Придерживаюсь строгого правила: если я участвую в спектакле, как артист, то свои режиссерские амбиции стараюсь никогда не включать – я должен полностью и без самообмана попасть в абсолютное подчинение к постановщику, потому что артист – человек крайне зависимый. И главный человек для него режиссёр вне зависимости от возраста и уровня компетенции. Я всегда говорю постановщикам: будьте смелее. Как только начинаются некие реверансы перед артистом (дескать, вы меня простите, но я вынужден сделать вам замечание) – это полная ерунда и тревожный признак. Перед режиссером все должны быть равны и подчиняться ему, как в армии: «Слушаюсь, товарищ командир!»

– Но ведь нельзя забывать, что у каждого свой психотип и разная энергетика…
– Само собой. Но это не исключает закона подчинения. Я, например, в работе достаточно медленный, но Егор Перегудов (надо отдать ему должное) вел со мной себя так же, как и с другими артистами. Я тормоз такой для команды, и мои бывшие ученики (а теперь партнеры по сцене) бегут вперёд этаким стадом, а потом деликатно ждут, мол, Константин Аркадьевич тупит, как всегда. Вот так мы работаем.

= = =

● Инструкции к заданиям
A - Перепишите полностью записи от их начала до строки с "top-left (170, 492), bottom-right (261, 611)" включительно. В ответах увеличьте каждую координату на 23, а строки с образцом формата оставьте без изменений.
B - Продолжите текст о подчинении артиста режиссеру после его последнего предложения.

= = =

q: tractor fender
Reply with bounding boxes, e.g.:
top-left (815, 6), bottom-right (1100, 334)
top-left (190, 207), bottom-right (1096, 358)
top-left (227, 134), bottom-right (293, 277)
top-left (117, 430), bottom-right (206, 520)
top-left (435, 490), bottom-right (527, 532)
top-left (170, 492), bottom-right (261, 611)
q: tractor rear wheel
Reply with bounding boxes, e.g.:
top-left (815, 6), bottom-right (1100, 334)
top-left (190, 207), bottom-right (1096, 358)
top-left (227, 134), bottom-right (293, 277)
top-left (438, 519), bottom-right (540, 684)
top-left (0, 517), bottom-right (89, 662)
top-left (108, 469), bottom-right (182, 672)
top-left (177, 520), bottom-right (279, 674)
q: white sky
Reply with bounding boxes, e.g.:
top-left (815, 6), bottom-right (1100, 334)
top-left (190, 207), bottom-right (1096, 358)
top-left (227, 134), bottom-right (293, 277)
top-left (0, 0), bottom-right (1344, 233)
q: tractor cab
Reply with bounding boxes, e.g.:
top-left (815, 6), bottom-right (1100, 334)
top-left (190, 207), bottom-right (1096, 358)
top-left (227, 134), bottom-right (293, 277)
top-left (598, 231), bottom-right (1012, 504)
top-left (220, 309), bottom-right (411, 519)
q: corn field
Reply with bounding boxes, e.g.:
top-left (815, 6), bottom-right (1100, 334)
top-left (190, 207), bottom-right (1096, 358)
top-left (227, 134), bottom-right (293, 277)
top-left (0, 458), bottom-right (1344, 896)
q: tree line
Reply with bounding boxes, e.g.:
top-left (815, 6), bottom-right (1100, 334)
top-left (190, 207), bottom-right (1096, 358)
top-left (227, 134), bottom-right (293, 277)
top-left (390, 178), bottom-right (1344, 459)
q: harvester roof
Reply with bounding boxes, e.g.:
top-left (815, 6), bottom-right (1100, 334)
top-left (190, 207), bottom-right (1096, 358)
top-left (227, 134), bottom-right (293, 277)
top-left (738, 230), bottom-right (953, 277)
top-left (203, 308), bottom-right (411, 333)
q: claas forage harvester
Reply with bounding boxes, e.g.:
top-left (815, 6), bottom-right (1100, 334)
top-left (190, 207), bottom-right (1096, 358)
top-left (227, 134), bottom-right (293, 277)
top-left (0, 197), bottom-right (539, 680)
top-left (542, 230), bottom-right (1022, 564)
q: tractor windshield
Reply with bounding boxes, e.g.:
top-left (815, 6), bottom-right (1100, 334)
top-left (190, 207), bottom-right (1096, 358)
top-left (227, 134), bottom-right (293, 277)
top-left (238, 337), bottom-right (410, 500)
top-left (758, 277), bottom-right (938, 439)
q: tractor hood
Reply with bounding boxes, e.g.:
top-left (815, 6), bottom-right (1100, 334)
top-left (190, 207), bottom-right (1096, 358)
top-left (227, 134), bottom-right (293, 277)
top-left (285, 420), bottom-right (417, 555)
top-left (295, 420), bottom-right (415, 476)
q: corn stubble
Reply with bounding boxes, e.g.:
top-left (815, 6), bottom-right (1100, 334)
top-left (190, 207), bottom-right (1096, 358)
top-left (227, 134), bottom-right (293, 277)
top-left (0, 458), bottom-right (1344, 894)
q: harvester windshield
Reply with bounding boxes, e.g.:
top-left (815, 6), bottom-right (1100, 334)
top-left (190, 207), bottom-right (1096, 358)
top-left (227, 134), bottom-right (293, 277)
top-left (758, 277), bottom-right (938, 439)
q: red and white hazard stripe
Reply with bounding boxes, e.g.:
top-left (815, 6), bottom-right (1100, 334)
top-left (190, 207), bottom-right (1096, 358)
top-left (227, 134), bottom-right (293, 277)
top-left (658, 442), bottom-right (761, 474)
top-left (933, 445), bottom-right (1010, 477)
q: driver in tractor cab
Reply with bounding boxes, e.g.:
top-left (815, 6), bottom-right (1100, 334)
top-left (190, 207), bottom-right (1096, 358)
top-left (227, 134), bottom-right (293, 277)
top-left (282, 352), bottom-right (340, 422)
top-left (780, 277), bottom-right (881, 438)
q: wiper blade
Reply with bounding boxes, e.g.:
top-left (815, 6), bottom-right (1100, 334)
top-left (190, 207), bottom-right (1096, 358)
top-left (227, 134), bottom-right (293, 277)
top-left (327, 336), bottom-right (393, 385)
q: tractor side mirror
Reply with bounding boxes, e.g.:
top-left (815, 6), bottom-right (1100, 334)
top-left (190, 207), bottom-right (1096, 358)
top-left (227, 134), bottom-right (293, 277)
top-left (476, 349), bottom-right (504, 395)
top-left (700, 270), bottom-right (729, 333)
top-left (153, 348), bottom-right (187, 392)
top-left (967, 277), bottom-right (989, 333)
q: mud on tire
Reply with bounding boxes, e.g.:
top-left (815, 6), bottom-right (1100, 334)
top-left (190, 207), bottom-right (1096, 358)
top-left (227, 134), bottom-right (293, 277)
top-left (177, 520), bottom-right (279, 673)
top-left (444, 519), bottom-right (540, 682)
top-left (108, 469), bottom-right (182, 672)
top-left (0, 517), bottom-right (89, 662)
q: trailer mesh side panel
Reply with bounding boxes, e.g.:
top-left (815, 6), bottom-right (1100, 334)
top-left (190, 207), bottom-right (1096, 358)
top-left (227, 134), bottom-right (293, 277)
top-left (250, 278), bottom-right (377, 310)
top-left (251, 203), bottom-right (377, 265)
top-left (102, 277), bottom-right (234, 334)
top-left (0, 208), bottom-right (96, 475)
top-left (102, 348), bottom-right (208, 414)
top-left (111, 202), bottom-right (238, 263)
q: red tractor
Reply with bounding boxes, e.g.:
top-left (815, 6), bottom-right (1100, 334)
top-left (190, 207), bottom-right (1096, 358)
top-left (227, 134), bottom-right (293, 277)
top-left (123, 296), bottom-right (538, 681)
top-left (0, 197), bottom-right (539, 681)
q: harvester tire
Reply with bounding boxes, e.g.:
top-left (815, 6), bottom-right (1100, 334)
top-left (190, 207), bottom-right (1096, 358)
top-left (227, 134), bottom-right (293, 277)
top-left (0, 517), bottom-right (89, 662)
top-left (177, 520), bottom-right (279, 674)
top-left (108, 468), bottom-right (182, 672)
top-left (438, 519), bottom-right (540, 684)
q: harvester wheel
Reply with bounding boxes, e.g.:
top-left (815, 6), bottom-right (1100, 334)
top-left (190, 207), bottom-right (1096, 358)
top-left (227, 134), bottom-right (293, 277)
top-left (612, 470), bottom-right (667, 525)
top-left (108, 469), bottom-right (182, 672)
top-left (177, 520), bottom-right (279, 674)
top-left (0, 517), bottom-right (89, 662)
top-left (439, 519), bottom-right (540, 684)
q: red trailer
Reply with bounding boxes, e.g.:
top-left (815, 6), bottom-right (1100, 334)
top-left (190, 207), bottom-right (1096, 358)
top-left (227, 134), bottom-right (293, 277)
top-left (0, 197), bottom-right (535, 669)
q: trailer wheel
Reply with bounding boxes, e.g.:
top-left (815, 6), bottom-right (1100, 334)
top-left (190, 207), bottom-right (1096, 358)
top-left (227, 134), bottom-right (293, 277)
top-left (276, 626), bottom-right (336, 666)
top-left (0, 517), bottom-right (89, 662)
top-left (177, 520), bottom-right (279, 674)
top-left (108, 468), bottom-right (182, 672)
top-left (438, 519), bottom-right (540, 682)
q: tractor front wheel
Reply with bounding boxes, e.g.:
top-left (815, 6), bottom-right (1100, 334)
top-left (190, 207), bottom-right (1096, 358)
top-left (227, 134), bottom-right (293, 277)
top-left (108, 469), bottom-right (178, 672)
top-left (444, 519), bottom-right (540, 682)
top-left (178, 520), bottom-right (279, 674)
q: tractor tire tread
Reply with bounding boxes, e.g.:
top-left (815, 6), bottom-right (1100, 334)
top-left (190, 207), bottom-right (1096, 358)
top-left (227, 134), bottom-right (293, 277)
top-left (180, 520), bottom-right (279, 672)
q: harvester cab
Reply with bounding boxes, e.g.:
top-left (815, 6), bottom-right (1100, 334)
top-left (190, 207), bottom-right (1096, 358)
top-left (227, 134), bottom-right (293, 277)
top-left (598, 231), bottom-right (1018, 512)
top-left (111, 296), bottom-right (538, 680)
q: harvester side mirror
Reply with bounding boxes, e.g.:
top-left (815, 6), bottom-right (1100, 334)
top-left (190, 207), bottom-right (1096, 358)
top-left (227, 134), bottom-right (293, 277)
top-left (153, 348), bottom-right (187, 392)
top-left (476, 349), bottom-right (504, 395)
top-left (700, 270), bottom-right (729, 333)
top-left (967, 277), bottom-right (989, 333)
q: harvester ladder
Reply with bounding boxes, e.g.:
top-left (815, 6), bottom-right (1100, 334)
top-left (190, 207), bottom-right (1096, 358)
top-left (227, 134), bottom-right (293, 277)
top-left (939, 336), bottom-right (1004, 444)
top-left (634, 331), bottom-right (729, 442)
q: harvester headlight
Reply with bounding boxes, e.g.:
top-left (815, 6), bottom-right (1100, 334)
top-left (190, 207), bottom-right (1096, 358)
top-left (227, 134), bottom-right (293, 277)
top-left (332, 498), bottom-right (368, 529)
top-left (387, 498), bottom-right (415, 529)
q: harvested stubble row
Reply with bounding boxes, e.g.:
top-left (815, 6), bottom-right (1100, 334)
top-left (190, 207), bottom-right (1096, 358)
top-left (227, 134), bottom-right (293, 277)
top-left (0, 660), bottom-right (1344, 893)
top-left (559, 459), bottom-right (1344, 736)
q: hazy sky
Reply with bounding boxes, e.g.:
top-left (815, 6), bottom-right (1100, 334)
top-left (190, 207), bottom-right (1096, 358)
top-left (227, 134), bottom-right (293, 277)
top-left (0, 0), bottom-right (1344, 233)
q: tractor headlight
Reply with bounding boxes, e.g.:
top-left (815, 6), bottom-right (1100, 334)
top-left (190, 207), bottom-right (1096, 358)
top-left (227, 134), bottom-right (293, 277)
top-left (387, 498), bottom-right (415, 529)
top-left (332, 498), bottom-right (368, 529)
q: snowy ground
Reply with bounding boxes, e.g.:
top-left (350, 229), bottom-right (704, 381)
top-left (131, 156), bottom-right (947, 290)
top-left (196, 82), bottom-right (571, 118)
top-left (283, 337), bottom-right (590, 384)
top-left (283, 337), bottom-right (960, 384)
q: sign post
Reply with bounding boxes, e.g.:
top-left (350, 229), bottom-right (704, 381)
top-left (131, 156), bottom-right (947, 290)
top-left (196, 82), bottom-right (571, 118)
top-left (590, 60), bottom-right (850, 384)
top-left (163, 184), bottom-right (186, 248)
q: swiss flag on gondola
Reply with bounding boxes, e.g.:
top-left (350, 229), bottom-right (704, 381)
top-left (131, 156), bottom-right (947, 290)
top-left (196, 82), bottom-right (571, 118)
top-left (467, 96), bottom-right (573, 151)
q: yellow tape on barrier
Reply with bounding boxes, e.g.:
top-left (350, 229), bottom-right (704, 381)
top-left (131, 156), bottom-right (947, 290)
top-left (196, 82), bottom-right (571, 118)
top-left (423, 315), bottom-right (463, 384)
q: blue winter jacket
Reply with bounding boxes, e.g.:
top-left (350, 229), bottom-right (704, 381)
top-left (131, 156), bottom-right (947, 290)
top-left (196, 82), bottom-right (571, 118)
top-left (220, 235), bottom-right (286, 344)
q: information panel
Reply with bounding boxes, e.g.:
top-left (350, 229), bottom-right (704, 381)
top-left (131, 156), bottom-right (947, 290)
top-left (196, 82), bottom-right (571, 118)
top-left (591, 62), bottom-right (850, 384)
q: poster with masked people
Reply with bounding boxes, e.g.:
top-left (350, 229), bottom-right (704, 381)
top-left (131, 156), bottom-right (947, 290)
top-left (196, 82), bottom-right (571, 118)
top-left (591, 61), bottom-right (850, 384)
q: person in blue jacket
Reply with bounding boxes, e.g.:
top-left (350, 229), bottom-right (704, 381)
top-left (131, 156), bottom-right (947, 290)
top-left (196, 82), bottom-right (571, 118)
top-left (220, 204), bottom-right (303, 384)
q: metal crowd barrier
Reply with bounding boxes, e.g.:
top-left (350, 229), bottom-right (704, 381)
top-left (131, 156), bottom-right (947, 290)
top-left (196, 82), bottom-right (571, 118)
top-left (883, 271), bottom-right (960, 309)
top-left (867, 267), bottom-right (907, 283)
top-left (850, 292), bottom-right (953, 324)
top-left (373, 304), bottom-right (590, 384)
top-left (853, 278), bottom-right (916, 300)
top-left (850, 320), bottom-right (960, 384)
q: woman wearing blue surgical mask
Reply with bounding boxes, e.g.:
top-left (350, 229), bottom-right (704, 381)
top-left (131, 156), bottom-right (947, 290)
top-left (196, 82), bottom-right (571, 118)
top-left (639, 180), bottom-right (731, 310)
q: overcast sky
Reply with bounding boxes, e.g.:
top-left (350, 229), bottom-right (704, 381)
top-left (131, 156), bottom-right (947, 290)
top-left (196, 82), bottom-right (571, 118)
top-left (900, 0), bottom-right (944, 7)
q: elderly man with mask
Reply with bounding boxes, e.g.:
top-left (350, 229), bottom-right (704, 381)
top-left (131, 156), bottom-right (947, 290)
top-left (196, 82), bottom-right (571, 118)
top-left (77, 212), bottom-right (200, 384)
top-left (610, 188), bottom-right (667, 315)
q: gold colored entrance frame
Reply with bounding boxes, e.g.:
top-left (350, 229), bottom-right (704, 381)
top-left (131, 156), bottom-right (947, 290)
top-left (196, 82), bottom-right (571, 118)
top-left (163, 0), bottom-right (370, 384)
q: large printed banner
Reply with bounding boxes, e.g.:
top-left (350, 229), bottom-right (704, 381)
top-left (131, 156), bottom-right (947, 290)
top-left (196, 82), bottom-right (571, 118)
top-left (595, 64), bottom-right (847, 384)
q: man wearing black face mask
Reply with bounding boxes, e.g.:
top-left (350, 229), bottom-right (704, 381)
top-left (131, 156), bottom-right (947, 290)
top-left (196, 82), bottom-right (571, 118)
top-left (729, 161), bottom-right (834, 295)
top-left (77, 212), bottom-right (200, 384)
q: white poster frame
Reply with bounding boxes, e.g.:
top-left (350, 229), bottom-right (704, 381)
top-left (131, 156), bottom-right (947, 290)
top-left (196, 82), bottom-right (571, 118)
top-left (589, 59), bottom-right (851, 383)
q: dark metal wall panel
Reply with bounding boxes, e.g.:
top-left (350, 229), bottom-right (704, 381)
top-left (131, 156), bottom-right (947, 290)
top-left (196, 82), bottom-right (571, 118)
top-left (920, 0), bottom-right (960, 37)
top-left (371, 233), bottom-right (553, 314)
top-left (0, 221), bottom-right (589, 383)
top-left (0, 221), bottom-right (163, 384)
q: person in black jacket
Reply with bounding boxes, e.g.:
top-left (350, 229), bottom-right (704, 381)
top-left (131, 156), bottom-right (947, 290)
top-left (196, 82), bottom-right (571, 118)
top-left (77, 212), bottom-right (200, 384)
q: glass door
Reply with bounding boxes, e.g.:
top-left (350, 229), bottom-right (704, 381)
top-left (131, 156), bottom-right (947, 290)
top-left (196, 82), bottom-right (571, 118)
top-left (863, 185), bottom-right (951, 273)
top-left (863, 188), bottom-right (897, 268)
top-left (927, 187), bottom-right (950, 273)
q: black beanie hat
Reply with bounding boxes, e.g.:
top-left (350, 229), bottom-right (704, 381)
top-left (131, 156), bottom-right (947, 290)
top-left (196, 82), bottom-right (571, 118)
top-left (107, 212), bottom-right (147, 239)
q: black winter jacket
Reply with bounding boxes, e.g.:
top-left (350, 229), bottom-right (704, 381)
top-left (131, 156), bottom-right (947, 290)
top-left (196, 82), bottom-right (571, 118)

= = =

● Ответы на задания
A -
q: tractor fender
Reply with bounding boxes, e.g.:
top-left (815, 6), bottom-right (1100, 334)
top-left (190, 207), bottom-right (1096, 358)
top-left (227, 134), bottom-right (293, 277)
top-left (140, 453), bottom-right (229, 543)
top-left (458, 513), bottom-right (550, 555)
top-left (193, 515), bottom-right (284, 634)

B -
– Кстати, а лично вы в своей биографии определяете ту границу, когда Райкин-актер стал Райкиным-режиссером? Когда вы вдруг поняли, что можете не только играть…
– Ничего не вдруг. Кода я решил, что буду всё-таки театром заниматься, то сразу понимал, что стану не только артистом. Я всегда это знал. Свой первый спектакль я поставил на курсе у Табакова, потом был «Прощай, Маугли!» А когда я учился на 4-м курсе, то ставил отрывки для 2-го, 3-го курса Щукинского училища. В ту пору еще работала Дина Андреевна Андреева, замечательная актриса и выдающийся педагог…

– Ученица Вахтангова, между прочим.
– Да, она фантастическая была. Измучивала студентов, но при этом все чувствовали силу и мечтали попасть именно к ней, сделать какой-либо отрывок, сыграть сцену в спектакле. Ее проклинали (мучительница была настоящая) и в то же время боготворили. Однажды на 4-м курсе она мне сказала: «Костя, вам обязательно надо заниматься этим, вы – прирожденный педагог!»

Думаете, это была дежурная фраза? У меня выросли крылья. Я всегда чувствовал в себе потенциал, но при этом стеснялся, потому что рядом уже тогда был Валера Фокин, который выжигал любое желание кого-то другого заниматься режиссурой. Это было не то, что специально, но я чувствовал, что режиссер он действительно сильный и очень интересным.

– А сейчас не включается в вас внутренний режиссер, когда вы работаете с Фокиным? Неужели на правах сокурсника никогда не тянет ему сказать: «Ты не прав!»?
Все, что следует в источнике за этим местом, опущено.